### WORK TASK
Scan the lines below for the word "cushion". Copy each line you find it in.

Saved entries:
%%

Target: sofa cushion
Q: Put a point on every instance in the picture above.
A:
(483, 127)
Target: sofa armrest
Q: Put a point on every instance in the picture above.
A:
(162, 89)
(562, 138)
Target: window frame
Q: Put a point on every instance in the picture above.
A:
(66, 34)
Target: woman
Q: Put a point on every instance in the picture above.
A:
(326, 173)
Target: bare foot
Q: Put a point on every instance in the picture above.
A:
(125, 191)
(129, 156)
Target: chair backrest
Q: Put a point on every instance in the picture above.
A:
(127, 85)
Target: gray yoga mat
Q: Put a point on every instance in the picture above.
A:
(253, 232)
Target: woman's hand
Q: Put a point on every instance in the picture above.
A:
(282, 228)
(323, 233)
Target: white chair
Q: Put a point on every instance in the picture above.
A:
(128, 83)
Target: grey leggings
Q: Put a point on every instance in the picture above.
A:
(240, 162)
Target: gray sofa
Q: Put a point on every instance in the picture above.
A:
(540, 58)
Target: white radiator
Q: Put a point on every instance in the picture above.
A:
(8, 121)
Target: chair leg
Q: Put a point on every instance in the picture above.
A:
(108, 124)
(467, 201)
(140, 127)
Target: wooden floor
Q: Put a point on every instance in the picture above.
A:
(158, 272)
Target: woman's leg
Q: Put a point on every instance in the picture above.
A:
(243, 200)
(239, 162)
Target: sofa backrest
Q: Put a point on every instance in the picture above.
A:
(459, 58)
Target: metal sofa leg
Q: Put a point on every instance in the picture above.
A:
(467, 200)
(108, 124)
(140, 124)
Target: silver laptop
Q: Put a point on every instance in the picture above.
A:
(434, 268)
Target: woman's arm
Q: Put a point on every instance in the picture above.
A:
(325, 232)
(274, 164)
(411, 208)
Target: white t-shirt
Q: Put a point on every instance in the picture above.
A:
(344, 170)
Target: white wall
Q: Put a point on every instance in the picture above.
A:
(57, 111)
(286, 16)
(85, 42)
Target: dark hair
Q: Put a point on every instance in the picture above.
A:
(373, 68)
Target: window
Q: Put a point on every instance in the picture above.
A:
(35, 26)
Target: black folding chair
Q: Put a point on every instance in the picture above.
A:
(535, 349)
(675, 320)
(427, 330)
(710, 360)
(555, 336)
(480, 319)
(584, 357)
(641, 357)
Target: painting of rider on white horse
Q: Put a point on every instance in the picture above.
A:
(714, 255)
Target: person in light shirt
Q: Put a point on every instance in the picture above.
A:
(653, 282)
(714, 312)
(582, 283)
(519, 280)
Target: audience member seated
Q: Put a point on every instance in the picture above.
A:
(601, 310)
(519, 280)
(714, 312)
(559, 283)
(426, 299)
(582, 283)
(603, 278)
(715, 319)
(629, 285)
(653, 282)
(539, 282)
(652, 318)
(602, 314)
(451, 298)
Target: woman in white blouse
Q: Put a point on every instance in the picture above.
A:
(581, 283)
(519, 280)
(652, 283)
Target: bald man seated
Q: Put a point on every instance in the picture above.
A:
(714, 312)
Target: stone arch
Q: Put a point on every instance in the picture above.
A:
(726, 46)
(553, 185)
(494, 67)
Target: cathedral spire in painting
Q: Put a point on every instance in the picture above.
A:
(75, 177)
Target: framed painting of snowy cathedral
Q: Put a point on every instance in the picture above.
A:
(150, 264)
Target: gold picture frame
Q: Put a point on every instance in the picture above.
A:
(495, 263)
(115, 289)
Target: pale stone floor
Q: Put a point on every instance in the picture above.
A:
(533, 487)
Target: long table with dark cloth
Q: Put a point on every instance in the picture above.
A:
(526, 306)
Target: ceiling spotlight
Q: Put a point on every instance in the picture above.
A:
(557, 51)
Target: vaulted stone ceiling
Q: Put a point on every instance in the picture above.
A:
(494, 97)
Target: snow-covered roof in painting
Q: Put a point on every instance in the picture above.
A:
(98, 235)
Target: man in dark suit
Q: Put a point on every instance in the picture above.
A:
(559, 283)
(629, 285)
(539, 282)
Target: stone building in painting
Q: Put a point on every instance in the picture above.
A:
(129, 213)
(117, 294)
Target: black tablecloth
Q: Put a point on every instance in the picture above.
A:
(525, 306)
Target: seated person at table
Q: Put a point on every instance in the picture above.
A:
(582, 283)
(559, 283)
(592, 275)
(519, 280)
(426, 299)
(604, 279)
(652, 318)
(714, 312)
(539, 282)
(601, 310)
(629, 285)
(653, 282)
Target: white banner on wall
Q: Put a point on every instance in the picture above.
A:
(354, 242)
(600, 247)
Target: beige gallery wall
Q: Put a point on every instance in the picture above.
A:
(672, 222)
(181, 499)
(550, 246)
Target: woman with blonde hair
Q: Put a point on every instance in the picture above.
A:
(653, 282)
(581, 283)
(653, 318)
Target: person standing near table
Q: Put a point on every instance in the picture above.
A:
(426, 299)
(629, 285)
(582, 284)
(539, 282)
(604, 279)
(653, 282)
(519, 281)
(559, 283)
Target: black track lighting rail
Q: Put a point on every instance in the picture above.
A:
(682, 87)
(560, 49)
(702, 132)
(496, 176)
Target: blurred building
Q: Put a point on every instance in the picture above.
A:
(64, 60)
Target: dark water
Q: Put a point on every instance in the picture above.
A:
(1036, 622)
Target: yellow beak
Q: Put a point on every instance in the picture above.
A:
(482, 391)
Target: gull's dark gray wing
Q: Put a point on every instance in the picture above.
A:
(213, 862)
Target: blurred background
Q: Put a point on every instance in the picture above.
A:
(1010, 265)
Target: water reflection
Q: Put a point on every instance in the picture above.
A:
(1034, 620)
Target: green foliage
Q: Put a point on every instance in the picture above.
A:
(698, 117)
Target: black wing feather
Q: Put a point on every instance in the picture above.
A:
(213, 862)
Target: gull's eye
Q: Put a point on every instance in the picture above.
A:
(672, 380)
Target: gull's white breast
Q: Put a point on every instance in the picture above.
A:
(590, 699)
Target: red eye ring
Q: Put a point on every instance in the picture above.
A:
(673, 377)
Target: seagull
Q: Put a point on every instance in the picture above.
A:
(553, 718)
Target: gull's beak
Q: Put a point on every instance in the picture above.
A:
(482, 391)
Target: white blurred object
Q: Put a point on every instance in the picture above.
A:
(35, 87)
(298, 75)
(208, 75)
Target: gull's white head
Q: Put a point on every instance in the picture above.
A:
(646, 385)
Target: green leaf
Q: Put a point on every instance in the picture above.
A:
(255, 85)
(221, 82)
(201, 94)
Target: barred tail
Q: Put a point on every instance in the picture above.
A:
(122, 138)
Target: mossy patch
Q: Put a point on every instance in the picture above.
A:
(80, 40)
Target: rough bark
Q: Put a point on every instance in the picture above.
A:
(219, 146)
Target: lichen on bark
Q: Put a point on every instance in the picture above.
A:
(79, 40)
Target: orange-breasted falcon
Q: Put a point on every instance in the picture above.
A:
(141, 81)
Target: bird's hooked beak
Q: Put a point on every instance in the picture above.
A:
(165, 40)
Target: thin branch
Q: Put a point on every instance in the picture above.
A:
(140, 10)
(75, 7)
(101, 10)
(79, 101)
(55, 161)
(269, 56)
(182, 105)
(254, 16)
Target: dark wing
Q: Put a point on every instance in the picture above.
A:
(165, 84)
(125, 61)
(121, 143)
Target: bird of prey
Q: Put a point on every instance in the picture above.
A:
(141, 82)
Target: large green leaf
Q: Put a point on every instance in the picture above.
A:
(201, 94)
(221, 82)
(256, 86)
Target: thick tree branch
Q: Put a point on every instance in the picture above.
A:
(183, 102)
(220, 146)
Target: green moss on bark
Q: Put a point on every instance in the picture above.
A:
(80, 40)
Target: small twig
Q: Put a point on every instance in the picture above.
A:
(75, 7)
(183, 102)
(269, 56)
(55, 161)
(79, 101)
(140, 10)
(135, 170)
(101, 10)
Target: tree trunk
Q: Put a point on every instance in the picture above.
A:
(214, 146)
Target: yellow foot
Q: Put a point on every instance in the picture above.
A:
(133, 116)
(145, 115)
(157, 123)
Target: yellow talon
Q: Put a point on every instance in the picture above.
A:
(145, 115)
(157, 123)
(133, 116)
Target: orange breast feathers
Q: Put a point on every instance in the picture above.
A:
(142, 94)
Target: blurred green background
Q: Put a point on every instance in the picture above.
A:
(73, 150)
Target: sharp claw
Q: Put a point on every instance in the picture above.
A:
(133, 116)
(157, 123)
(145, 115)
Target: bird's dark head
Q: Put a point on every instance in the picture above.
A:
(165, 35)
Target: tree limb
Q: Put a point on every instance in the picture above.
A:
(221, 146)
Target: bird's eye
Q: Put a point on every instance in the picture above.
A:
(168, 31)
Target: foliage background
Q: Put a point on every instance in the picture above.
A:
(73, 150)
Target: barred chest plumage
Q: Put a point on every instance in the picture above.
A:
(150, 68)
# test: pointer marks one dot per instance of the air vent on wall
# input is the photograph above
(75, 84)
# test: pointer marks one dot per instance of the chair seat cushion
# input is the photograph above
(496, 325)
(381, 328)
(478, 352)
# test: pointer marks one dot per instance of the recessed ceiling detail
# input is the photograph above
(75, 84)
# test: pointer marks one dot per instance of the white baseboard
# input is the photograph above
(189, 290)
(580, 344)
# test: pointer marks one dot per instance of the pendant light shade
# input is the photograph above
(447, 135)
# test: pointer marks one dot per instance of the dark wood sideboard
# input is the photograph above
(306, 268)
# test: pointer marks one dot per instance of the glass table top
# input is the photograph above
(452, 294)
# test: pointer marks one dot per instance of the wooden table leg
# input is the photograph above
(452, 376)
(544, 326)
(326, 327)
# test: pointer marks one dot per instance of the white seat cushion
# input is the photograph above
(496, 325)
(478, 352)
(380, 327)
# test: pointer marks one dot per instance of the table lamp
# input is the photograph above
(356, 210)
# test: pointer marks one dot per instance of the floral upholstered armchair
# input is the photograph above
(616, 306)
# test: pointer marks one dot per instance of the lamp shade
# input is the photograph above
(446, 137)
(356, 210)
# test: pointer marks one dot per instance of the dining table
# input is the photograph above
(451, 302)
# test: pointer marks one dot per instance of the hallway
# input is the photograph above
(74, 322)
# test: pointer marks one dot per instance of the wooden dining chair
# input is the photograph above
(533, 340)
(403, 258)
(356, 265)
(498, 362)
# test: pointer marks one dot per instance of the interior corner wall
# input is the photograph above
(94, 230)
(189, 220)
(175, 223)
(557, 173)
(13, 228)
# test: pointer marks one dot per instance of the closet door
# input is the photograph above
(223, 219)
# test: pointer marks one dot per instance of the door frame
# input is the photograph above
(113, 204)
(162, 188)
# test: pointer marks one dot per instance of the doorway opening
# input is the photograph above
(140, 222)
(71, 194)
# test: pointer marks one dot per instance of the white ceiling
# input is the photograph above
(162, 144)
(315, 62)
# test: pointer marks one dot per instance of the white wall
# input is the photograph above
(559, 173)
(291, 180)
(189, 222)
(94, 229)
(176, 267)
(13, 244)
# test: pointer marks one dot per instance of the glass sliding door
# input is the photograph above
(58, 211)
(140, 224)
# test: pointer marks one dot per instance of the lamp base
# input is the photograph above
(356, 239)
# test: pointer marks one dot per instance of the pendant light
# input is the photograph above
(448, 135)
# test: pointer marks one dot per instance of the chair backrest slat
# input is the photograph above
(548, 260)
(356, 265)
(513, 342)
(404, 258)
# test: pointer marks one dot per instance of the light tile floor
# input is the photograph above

%%

### SOLUTION
Target: sofa cushion
# test: pointer marks one dot per instance of the chair seat cushion
# test: pointer marks one dot per instance of the white seat cushion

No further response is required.